TASKS TO PERFORM >>
• a. Print the excerpt about saving the baby from "The world of barrels, fire" up to and including "hear his weeping?".
• b. Please answer these questions about the excerpt about saving the baby:
(i) What did the colleague first whisper?
(ii) What did the speaker look at after the colleague's urging?
(iii) Which noise is named along with the children's crying?

TEXT EXCERPT >>
A colleague whispered in my ear
Maybe we can save her baby
For the first time, I sat down thinking with my head down
“do we save him, or leave him happy with his mother without seeing the ugliness of this world,
Do I let him go with her
No.. no
My mission is to save him
I looked around
Her torn children
Her soul that’s leaving her body
The noise of planes and exploding barrels
Children’s crying that burns the heart
And my colleague whispering:
What are you waiting for
Come on
There’s a life we should get out
I looked at my scalpel and friend
To what life will you get him out?
The world of barrels, fire and disappointment?
The world of orphanhood, oppression and hunger?
Who will breastfeed him?
Who will change his pampers?
Who will rock him?
Who will hear his weeping?

GIVEN DATA >>
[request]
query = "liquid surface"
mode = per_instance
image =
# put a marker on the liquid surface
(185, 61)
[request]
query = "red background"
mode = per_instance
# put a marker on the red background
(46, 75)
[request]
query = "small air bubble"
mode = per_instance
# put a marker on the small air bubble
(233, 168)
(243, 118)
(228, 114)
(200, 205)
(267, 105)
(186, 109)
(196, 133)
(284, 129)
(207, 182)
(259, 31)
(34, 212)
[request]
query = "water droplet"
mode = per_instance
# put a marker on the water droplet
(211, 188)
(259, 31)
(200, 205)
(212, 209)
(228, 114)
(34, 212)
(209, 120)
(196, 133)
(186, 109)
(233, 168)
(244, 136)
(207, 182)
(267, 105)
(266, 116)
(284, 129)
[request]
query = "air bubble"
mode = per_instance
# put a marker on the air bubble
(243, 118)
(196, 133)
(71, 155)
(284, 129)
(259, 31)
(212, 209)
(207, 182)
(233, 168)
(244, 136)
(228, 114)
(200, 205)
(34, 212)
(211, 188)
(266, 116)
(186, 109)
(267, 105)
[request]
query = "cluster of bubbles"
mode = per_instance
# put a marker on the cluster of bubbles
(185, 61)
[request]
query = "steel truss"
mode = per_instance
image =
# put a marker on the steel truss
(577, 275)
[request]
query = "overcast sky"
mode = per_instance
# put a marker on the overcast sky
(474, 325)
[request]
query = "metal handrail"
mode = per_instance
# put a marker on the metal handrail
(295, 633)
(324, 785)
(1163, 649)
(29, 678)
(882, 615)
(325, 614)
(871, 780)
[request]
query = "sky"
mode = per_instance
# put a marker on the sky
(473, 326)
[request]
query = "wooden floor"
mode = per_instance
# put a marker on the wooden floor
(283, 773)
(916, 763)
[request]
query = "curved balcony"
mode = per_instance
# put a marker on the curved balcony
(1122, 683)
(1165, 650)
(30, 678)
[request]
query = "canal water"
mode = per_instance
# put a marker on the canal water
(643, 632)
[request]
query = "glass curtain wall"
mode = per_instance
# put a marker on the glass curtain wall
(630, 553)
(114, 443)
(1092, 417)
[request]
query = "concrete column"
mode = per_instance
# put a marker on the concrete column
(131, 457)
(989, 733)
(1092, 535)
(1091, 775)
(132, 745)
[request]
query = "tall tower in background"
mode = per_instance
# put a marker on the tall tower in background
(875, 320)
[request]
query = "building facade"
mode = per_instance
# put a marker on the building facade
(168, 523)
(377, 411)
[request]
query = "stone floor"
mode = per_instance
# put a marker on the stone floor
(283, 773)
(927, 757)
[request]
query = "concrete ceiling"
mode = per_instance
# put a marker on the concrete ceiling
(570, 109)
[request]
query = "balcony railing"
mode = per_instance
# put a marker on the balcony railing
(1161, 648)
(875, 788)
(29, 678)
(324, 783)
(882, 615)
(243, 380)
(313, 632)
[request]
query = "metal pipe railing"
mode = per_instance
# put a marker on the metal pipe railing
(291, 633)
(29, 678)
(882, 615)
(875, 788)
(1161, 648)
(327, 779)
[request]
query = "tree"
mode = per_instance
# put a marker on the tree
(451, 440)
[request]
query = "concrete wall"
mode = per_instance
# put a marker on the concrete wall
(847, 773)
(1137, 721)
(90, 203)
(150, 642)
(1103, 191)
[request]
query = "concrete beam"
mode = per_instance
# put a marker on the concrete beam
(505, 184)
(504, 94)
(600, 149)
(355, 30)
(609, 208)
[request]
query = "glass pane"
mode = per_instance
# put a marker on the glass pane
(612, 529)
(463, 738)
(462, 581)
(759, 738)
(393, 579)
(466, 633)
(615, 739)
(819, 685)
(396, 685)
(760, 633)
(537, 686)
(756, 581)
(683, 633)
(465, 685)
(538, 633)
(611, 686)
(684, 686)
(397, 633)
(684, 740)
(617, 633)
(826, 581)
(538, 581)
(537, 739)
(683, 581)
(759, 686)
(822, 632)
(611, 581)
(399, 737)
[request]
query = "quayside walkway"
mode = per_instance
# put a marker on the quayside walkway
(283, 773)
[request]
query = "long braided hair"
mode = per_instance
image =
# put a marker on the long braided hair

RESPONSE LIST >>
• a.
The world of barrels, fire and disappointment?
The world of orphanhood, oppression and hunger?
Who will breastfeed him?
Who will change his pampers?
Who will rock him?
Who will hear his weeping?

• b.
(i) Maybe we can save her baby
(ii) The speaker's scalpel and friend
(iii) The noise of planes and exploding barrels